------ TASK INPUTS ------

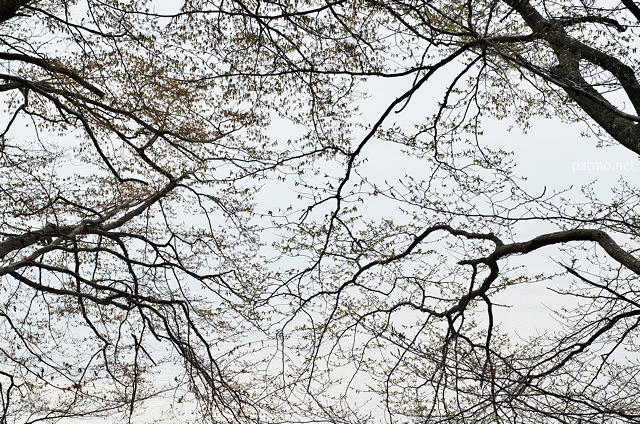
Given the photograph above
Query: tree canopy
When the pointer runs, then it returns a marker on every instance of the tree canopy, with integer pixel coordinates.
(194, 209)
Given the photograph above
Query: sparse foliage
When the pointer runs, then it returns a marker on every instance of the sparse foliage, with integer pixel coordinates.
(143, 150)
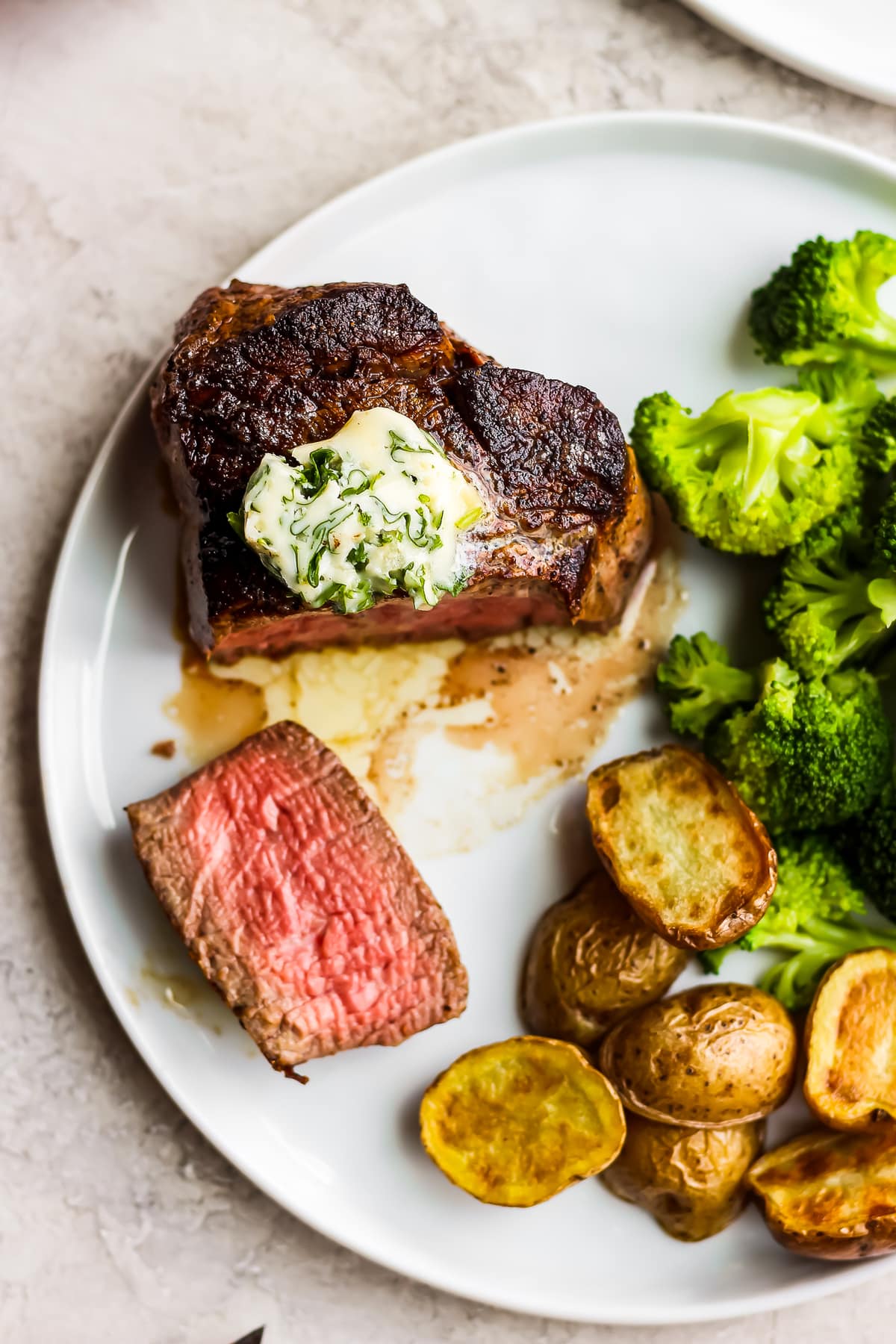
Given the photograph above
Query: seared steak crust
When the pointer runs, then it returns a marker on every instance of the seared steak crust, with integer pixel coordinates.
(260, 370)
(299, 903)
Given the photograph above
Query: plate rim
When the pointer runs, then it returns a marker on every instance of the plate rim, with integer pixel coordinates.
(448, 1281)
(755, 38)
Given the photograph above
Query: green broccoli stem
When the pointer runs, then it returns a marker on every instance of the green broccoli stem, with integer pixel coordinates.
(727, 685)
(822, 944)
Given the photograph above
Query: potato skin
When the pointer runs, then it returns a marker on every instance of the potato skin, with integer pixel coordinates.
(813, 1203)
(850, 1042)
(691, 1180)
(519, 1121)
(706, 1058)
(684, 848)
(591, 961)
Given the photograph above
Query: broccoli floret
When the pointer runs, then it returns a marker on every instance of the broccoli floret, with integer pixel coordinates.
(822, 305)
(699, 683)
(815, 915)
(848, 396)
(884, 532)
(868, 844)
(877, 438)
(754, 472)
(803, 753)
(835, 601)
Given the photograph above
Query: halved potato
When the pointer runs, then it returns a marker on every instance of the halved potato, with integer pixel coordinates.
(850, 1042)
(591, 961)
(832, 1196)
(692, 1180)
(706, 1058)
(519, 1121)
(682, 846)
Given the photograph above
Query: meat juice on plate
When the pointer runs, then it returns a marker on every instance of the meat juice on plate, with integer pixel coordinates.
(527, 710)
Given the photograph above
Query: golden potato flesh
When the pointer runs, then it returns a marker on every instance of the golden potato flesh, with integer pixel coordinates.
(519, 1121)
(591, 961)
(829, 1195)
(692, 1180)
(709, 1057)
(682, 846)
(850, 1042)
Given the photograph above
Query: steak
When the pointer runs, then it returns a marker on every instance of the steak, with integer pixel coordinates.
(297, 900)
(258, 370)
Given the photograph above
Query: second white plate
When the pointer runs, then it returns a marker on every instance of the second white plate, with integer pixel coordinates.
(850, 46)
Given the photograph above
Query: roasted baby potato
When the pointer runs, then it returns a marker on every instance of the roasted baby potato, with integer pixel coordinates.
(591, 961)
(832, 1196)
(682, 846)
(692, 1180)
(850, 1042)
(519, 1121)
(709, 1057)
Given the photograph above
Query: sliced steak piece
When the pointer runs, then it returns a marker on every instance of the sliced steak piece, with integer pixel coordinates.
(261, 370)
(297, 900)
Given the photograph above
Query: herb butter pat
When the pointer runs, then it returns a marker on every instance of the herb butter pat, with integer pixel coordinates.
(375, 510)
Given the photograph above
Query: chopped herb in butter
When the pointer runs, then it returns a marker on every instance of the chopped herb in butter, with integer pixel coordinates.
(375, 510)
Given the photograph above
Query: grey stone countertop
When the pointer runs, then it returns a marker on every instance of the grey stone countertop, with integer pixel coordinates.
(147, 147)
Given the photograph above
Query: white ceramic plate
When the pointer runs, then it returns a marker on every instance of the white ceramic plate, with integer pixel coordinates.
(849, 46)
(615, 250)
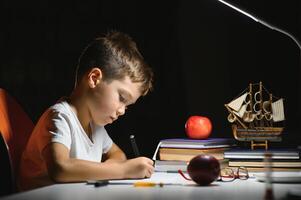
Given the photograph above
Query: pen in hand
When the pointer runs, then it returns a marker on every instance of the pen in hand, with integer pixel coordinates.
(134, 146)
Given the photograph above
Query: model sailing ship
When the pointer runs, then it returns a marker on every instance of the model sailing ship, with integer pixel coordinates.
(256, 116)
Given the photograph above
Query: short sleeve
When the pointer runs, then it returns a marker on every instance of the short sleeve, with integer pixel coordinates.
(107, 141)
(61, 131)
(54, 127)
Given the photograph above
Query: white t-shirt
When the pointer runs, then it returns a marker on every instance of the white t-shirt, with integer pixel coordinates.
(59, 124)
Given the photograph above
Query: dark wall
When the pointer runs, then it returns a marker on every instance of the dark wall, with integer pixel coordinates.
(202, 52)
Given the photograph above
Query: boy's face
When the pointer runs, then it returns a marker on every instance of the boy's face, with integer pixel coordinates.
(108, 101)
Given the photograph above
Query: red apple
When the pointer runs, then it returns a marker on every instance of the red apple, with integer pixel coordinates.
(198, 127)
(203, 169)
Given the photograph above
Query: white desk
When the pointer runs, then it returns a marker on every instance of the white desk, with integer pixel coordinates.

------

▶ [SET TASK]: Report every line in the data above that contains the word "meat", copying each such line in full.

▶ [RESULT BELOW]:
Query: meat juice on plate
When the pointer runs, then it returns a marker on every instance of the meat juice on plate, with integer pixel coordinates.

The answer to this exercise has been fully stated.